Raw data:

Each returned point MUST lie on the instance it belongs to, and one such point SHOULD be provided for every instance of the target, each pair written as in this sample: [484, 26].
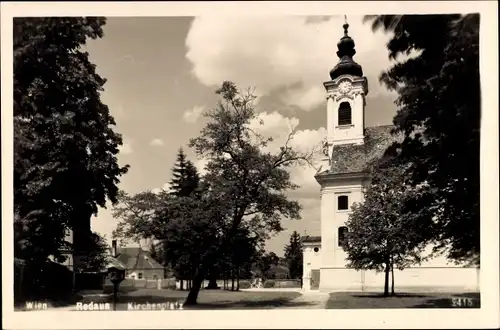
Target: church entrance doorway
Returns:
[315, 279]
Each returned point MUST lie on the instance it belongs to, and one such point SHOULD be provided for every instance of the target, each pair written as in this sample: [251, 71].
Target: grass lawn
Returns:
[359, 300]
[207, 299]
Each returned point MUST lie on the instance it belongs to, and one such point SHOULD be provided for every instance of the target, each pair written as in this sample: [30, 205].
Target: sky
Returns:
[162, 73]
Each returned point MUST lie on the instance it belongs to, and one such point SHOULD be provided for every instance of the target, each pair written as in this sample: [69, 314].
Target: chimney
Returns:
[113, 248]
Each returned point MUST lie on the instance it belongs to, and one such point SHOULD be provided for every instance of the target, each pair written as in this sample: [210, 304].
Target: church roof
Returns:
[352, 158]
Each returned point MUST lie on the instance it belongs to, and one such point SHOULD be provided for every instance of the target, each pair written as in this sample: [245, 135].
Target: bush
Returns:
[269, 284]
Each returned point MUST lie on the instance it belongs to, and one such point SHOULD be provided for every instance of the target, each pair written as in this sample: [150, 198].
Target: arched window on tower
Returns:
[342, 235]
[345, 114]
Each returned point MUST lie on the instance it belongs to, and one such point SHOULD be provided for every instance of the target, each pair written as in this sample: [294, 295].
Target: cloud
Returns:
[270, 53]
[156, 142]
[279, 127]
[165, 188]
[126, 147]
[192, 115]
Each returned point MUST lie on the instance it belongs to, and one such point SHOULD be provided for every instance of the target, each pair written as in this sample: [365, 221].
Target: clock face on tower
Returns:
[345, 87]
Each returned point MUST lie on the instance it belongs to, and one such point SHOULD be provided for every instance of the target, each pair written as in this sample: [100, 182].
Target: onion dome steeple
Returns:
[345, 52]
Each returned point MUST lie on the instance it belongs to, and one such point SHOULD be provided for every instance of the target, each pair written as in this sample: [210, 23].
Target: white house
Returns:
[349, 146]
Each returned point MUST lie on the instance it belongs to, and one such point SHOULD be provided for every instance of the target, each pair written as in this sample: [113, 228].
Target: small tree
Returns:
[266, 262]
[383, 233]
[96, 256]
[185, 177]
[294, 256]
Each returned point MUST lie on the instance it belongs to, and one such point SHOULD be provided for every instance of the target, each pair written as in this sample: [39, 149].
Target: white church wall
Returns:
[312, 257]
[332, 219]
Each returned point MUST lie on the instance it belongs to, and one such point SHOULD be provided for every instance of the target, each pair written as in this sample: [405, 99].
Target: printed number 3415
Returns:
[462, 302]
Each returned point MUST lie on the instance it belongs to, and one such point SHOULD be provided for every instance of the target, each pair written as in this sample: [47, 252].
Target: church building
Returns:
[349, 147]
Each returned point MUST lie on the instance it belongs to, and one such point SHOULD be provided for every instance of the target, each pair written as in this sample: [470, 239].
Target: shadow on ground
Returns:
[358, 300]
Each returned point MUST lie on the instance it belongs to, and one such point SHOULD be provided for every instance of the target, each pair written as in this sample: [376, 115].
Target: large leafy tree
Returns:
[294, 256]
[439, 115]
[65, 150]
[383, 232]
[243, 189]
[247, 183]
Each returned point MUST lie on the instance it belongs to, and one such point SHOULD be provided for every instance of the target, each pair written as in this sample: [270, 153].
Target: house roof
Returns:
[136, 258]
[352, 158]
[113, 262]
[311, 239]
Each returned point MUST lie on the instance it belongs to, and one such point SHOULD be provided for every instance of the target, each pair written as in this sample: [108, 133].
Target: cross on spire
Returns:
[346, 25]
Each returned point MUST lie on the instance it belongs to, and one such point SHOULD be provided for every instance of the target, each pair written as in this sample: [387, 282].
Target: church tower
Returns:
[346, 93]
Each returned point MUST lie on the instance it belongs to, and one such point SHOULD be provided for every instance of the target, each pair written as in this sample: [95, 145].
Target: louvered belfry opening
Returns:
[345, 114]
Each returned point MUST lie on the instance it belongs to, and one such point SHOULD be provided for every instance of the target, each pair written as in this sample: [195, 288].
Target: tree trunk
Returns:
[238, 280]
[386, 282]
[232, 280]
[392, 277]
[195, 289]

Exercise aim: The listing above needs to be output again exactly. Don't include the pictures.

Solved problem:
Each returned point MUST lie on the instance it belongs to, and one such point SHOULD be provided for every instance of the target, each pair written as in this sample: [484, 26].
Target: church entrance doorway
Returns:
[315, 279]
Each returned point MUST lie on the instance it belongs to, and one such point SHOULD be provided for every instance of the target, each pair written as in this sample: [251, 71].
Target: grass lawn
Returns:
[359, 300]
[207, 299]
Each returned point MUST lie on the instance it belongs to, and one such point SHOULD be provided for every instance of the target, each pair written as in this sample: [30, 205].
Target: sky
Returns:
[162, 73]
Each returned point MUST lie on the instance it belongs to, and one such point SHOULD be provided for every instance of the target, each pair written as in this sample: [69, 314].
Target: chimney
Returns:
[113, 248]
Each returned point MUST lie on the instance it belongs to, and one such point SHOULD be provided for every instance of the target, each pair written as in this sample: [210, 304].
Target: church roof
Returns:
[352, 158]
Each returned point MUST lie on the instance it belongs to, and one such point SHOULD be provided for every instance of the target, each pair written as in this sample: [245, 135].
Target: bush
Returns:
[269, 284]
Each returned point MUST lie on the instance it belongs to, and one such point SHOULD be provided for every instance of the target, each pair written as in this sample: [150, 198].
Target: arched window on tower
Returns:
[342, 235]
[345, 114]
Each returned point MUST lie on the instance it belongs to, and one such point SHOULD be provided for every instance of the target, each pair written as in this sample: [294, 295].
Target: cloud
Returns:
[270, 53]
[156, 142]
[279, 127]
[165, 188]
[126, 147]
[192, 115]
Each returned point MUST lie on the instance it belongs to, and one such point SHOULD be provided for every instance of the target, each pair written as in this sample: [365, 221].
Target: clock face on tower
Returns:
[345, 87]
Each returned point MUST lie on the instance it belongs to, and one such point SHOULD be provided for every instance of the target, each pair written as in this sample: [100, 182].
Target: onion dome steeple
Returns:
[345, 52]
Each returned point MUST lie on the instance it belongs to, and one such point SHOULD be provided for every instance of the target, each pair written as in this sample: [210, 23].
Target: white house
Returns:
[349, 146]
Each returned point MUST lie on the instance it belongs to, and one such point SHOULD be provided for every instance of the target, each pair written as in this sample: [113, 228].
Target: small tree
Returns:
[266, 262]
[383, 233]
[96, 256]
[185, 177]
[294, 256]
Each returned point MUST lie on the instance it belongs to, and one such point SHOULD be provided for every instance of the target, each pair written as in this sample: [39, 149].
Target: white church wall
Returns:
[312, 257]
[332, 219]
Each returned point MUST lie on the instance it belongs to, and one such point SHOULD be provided for every instance of the target, each pair written as in this sample: [405, 99].
Target: printed number 3415
Returns:
[462, 302]
Each returned point MUST lie on the instance it belongs to, and one such point SHOULD be provided for every instance of the target, each pair written as in this sample: [47, 252].
Target: church building
Returns:
[349, 147]
Each returned point MUST lie on the instance it belongs to, and one such point SHOULD be provided for every instance of the target, each pair written as in this sample: [470, 239].
Target: shadow on ground
Returns:
[358, 300]
Each returned point MUST lie on the instance it belongs to, and one such point SHOULD be provided for every instance of the target, each pair written as in this sample: [376, 115].
Target: large leafy tree
Returns:
[294, 256]
[439, 115]
[65, 150]
[383, 232]
[243, 189]
[247, 183]
Each returned point MUST lie on the instance it belongs to, and one such point SHOULD be provided for every instance of the target, each pair written as in this sample: [270, 153].
Target: house roof
Returns:
[136, 258]
[352, 158]
[113, 262]
[311, 239]
Each returned point MUST lie on the instance it belongs to, and one such point SHOULD be provided for every instance of the target, each pair written as in this sample: [108, 133].
Target: cross on spire
Returns:
[346, 25]
Each returned point MUST lie on the instance it belongs to, and one such point SHOULD be provided for every instance of the target, each pair written as in this sample: [387, 282].
Target: church tower
Returns:
[346, 93]
Each returned point MUST lie on the instance it belongs to, and one such point SHOULD be provided for every instance of the target, each pair written as in this sample: [95, 145].
Target: louvered belfry opening
Returns:
[345, 114]
Each returned point MUST lie on the instance it belongs to, and one such point SHOULD be provided for every instance of the target, each pair written as in this sample: [195, 288].
Target: tree trunk
Returns:
[238, 280]
[386, 282]
[232, 280]
[392, 277]
[195, 289]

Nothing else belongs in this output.